• **TASK REQUIREMENTS**:
Filter the lines below, keeping each one that holds "green".

• **RECORDS TO USE**:

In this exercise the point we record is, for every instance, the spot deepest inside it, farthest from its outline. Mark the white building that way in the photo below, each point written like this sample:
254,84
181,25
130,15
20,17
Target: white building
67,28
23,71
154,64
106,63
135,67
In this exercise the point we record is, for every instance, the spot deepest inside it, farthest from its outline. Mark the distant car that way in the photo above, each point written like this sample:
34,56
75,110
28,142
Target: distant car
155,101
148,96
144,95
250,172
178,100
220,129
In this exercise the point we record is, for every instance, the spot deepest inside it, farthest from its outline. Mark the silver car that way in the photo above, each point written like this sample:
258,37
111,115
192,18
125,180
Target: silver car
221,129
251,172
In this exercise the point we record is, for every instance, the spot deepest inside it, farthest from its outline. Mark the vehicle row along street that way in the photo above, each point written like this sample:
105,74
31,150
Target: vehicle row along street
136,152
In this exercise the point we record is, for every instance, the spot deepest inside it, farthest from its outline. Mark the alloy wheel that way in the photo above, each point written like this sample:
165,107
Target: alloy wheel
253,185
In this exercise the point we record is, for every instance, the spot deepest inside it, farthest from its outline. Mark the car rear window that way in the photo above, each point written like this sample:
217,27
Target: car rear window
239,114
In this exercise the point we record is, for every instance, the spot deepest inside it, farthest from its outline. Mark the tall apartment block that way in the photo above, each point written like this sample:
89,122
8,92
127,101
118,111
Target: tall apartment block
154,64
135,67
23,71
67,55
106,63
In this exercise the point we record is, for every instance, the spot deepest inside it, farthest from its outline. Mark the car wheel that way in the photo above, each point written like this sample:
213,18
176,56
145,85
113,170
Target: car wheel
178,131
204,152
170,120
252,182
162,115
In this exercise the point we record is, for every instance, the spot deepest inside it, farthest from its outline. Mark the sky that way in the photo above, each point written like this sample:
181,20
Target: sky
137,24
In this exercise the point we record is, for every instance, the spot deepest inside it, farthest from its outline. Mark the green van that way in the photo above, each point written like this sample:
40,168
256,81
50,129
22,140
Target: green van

• **RESPONSE TO THIS EXERCISE**:
In this exercise the point we record is, for every instance, the spot deepest inside it, farthest from its outline. Mark the green van that way in the photo above, each point written like this sample:
Target: green van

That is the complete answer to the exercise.